+++ INPUT ROWS

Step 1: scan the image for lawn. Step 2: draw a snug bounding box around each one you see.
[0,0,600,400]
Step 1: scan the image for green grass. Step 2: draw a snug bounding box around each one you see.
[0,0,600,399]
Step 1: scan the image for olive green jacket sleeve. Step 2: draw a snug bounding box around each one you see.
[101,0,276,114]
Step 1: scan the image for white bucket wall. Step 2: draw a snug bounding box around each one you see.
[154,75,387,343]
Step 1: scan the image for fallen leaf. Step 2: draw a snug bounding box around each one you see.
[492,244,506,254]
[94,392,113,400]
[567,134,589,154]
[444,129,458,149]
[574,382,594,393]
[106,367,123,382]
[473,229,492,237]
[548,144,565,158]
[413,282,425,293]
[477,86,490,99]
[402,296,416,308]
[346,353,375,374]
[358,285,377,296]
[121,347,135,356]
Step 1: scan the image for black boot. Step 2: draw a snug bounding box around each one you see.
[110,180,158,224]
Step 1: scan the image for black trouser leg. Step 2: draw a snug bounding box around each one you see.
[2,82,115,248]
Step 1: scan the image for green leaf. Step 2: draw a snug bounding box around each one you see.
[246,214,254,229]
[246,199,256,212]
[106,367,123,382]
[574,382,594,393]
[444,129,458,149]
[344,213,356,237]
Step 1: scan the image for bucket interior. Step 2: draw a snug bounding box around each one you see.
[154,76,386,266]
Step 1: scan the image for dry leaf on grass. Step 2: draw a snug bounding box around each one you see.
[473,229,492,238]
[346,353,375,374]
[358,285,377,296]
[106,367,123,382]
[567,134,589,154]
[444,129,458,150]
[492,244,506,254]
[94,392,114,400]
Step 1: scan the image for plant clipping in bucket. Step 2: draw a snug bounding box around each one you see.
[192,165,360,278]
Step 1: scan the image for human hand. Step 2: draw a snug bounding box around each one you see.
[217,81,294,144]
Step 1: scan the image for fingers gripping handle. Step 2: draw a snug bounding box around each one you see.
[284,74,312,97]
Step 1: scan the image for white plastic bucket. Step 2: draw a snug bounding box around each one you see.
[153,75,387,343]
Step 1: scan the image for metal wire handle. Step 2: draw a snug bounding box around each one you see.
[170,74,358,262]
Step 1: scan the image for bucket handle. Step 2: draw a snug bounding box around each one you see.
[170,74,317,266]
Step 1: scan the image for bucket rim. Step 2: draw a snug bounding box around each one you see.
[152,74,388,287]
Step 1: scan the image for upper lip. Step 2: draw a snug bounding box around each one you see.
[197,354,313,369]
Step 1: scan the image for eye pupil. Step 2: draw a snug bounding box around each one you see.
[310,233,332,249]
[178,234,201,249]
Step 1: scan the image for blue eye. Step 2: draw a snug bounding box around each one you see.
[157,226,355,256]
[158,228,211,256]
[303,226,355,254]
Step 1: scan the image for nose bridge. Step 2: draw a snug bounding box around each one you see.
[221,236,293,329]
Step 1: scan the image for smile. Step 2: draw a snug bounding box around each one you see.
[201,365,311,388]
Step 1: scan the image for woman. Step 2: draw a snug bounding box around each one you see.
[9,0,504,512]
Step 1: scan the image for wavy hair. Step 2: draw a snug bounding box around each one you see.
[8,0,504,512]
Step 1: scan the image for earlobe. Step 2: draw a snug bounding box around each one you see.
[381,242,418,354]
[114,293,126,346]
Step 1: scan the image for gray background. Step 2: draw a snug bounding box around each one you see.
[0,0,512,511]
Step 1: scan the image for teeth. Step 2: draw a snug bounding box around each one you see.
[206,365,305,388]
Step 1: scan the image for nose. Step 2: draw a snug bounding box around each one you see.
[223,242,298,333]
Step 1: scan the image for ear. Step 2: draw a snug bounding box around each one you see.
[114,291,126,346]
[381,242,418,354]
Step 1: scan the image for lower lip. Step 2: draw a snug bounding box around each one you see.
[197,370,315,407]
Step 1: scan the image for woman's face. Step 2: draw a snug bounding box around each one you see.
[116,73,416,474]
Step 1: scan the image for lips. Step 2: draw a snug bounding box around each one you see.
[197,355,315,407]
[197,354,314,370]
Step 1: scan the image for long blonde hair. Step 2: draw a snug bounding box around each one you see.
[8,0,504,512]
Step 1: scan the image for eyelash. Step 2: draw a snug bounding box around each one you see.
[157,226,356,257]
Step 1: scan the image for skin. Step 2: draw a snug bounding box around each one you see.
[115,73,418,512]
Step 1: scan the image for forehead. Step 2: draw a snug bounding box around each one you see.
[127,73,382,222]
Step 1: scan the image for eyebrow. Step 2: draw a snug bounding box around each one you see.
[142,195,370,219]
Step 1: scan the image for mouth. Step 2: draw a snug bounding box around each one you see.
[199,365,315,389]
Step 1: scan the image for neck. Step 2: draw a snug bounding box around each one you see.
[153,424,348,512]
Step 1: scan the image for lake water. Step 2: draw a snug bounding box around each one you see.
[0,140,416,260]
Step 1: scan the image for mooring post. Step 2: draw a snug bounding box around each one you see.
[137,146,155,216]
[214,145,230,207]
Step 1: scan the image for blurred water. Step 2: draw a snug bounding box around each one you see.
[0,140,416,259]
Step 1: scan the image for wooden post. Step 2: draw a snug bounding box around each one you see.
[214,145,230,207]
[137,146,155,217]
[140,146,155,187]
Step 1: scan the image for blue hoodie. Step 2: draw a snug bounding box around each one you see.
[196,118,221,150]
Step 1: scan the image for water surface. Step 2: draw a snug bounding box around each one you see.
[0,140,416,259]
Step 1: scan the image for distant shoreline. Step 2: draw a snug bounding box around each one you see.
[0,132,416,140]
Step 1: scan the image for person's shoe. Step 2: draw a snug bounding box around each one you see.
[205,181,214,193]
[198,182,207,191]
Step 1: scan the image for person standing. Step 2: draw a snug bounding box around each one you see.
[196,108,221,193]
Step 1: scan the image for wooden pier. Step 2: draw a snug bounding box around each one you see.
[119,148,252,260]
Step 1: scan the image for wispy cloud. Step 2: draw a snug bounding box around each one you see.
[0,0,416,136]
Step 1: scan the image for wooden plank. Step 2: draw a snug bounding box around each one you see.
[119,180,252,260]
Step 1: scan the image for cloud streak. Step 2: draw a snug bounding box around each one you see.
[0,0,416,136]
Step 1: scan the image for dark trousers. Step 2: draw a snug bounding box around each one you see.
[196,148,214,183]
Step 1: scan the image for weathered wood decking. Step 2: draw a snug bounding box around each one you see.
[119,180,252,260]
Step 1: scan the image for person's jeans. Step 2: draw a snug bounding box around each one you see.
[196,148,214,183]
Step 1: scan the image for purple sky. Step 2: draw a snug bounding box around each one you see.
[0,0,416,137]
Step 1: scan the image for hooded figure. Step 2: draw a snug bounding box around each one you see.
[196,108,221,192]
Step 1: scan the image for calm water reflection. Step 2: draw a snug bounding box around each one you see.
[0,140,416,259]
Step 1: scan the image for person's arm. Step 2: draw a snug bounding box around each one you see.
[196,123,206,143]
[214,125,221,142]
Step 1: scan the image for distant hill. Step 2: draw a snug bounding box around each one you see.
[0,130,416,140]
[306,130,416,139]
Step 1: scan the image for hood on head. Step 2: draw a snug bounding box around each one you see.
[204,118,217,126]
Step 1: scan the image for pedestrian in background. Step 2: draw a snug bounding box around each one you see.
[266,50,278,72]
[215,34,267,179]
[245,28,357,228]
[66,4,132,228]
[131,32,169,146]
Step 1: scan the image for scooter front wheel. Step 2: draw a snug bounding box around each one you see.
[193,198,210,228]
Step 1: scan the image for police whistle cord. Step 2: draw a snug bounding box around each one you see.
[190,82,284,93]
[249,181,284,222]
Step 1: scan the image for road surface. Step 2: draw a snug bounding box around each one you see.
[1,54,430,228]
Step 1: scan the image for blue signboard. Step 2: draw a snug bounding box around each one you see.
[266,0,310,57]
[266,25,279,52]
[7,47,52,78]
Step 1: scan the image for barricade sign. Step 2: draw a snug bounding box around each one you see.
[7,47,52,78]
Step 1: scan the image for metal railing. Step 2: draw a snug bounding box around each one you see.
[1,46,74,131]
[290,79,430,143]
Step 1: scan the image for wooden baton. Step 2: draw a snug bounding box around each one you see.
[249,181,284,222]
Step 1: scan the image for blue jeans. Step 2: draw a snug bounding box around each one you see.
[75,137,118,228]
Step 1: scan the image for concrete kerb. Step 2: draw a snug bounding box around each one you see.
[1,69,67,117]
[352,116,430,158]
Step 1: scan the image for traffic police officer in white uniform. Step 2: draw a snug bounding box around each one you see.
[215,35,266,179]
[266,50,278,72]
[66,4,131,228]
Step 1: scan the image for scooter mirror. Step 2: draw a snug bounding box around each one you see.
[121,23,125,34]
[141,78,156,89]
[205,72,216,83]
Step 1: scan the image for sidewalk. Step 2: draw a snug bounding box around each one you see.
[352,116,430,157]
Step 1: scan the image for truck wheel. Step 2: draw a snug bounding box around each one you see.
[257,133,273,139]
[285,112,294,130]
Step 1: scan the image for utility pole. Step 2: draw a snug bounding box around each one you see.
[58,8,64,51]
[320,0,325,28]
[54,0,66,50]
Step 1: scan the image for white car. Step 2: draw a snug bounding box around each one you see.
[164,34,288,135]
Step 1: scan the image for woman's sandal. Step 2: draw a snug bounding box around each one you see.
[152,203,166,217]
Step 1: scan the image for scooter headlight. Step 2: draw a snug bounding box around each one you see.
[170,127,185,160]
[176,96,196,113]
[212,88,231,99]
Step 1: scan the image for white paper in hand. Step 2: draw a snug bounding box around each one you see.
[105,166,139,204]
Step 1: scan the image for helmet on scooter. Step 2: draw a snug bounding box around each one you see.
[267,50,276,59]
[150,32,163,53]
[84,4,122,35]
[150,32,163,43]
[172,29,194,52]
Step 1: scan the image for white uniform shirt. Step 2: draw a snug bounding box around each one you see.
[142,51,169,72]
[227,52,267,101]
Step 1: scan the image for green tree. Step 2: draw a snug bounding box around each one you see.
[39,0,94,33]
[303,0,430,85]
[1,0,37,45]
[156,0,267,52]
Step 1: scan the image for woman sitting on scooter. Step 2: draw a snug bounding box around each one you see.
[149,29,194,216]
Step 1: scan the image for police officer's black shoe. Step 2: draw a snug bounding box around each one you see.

++++++

### WRITTEN PROBLEM
Copy the material above verbatim, everything from the line containing "Step 1: scan the image for scooter front" down to the line containing "[1,54,430,228]", with both of those lines included.

### EXERCISE RESULT
Step 1: scan the image for scooter front wheel. Step 2: draw a snug bounding box around each one you see.
[193,198,210,228]
Step 1: scan the image for police whistle cord. Step 2: draw a snug bounding box around each one you see.
[190,82,284,93]
[249,181,284,222]
Step 1: scan the image for road surface. Step 2: draw a snug bounding box around each one you see.
[1,54,430,228]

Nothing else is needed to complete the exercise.